Verbatim copy without images: return all of the data as it stands.
─── Recorded information ───
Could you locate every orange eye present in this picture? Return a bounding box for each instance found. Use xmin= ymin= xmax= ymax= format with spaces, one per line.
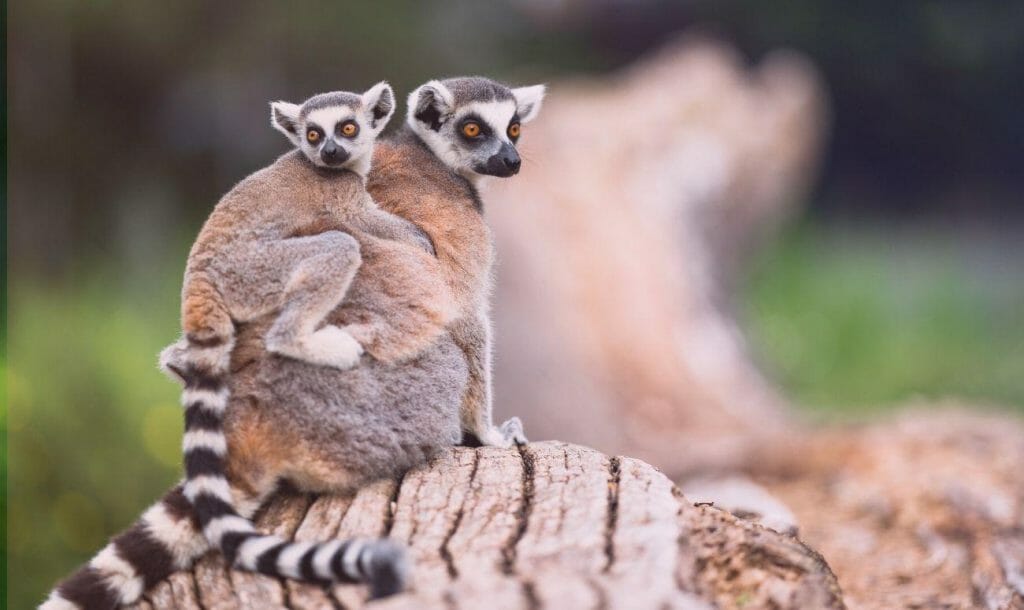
xmin=340 ymin=122 xmax=358 ymax=137
xmin=462 ymin=122 xmax=481 ymax=138
xmin=306 ymin=129 xmax=320 ymax=143
xmin=508 ymin=123 xmax=521 ymax=138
───
Result of this exercise »
Could you locate every orange eye present in this picture? Return a bounding box for each instance found. Use xmin= ymin= xmax= ymax= format with spaces, one per line.
xmin=340 ymin=122 xmax=358 ymax=137
xmin=462 ymin=122 xmax=481 ymax=138
xmin=306 ymin=129 xmax=320 ymax=143
xmin=508 ymin=123 xmax=521 ymax=138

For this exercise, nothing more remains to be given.